— The problem —
Copy all of the lines below in full, shifting every bounding-box coordinate in the answers up by 113 and keeping all other numbers unchanged. Leave out the pictures.

— Excerpted records —
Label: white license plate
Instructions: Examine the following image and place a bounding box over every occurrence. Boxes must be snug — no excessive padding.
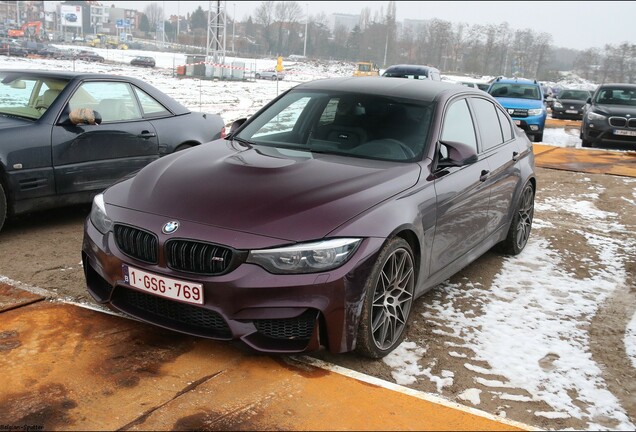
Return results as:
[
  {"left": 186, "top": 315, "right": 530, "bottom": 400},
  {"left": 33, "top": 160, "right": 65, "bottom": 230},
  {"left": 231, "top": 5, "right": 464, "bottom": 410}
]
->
[
  {"left": 614, "top": 129, "right": 636, "bottom": 136},
  {"left": 122, "top": 264, "right": 203, "bottom": 304}
]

— Full output —
Label: white license plate
Instructions: Examine the following image and place a bounding box over every occurrence. Boxes must be snug — no excessive padding.
Return results as:
[
  {"left": 186, "top": 315, "right": 530, "bottom": 400},
  {"left": 33, "top": 160, "right": 65, "bottom": 230},
  {"left": 231, "top": 5, "right": 464, "bottom": 410}
]
->
[
  {"left": 727, "top": 242, "right": 749, "bottom": 249},
  {"left": 235, "top": 377, "right": 316, "bottom": 417}
]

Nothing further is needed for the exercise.